▶ [INSTRUCTIONS]:
**1.** In the oil price report, condense the paragraph beginning "The oil market is now centering" into a shorter version or a list, keeping its main facts.
**2.** Write the next paragraph of the oil price report, picking up after its final sentence.

▶ [SOURCE EXTRACT]:
09:15 AM EDT, 04/01/2025 (MT Newswires) -- Oil edged lower early on Tuesday, falling off a six-week high set after U.S. President Donald Trump threatened secondary tariffs on imports from countries that buy Russian oil and ahead of the president's planned 'Liberation Day' announcement Wednesday to set fresh levies on countries and products.
West Texas Intermediate crude oil for May delivery was last see down US$0.11 to US$71.37 per barrel, while June Brent crude was down US$0.12 to US$74.65.
The oil market is now centering itself around various Trump pronouncements, as he tightens sanctions on Iran's oil exports, forcing China and India to seek supply elsewhere. At the same time, his tariffs threats are roiling equity markets on fears the new levies will boost inflation and slow growth.
"Oil market participants are facing a million-dollar dilemma. Should they put their faith in eventual demand recovery coupled with tight supply due to sanctions or rising Middle East tension that could potentially lead to the closure of key oil transport arteries or perhaps attacks on oil infrastructures? Or will economic perspectives worsen as excise duties are introduced with the inevitable negative impact on oil demand? It is simply impossible to come up with a convincing conclusion," PVM Oil Associates noted.

▶ [Collected data]:
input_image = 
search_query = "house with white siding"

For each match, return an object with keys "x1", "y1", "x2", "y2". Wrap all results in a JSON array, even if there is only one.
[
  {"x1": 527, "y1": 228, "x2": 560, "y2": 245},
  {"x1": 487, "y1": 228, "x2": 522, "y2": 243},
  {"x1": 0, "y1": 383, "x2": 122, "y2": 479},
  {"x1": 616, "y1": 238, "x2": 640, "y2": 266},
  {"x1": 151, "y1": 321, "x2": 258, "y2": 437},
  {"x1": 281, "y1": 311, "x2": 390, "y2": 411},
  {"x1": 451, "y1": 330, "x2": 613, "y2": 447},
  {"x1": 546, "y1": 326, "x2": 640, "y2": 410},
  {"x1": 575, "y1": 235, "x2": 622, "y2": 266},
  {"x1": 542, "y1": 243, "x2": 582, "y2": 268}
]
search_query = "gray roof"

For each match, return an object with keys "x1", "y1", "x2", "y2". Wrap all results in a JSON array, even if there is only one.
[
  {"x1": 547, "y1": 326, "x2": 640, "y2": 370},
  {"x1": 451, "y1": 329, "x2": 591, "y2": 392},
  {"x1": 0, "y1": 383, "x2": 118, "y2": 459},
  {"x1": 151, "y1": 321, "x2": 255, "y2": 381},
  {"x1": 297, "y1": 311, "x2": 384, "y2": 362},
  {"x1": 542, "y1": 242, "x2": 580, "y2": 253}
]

▶ [ANSWERS BY ITEM NUMBER]:
**1.**
- The oil market is focused on Trump's pronouncements.
- He is tightening sanctions on Iran's oil exports, pushing China and India to find supply elsewhere.
- His tariff threats are unsettling equity markets over fears the levies will raise inflation and slow growth.

**2.**
Oil finished the first quarter of the year little changed from the end of 2024, with Brent crude closing out the period up 0.1% from the end of December. The first quarter was expected to be the strongest for oil this year, with major forecasting agencies expecting supply to rise above demand as soon as mid-year, checking prices.
"One quarter through the year, and not only does much of the risk we outlined in our 2025 outlook remain outstanding, but the list of market-disrupting themes has effectively grown longer. The most fundamentally bullish quarter is now behind us, and the market is left without a clear offset to crude supply growth for the first time since before the pandemic," RBC Capital Markets noted.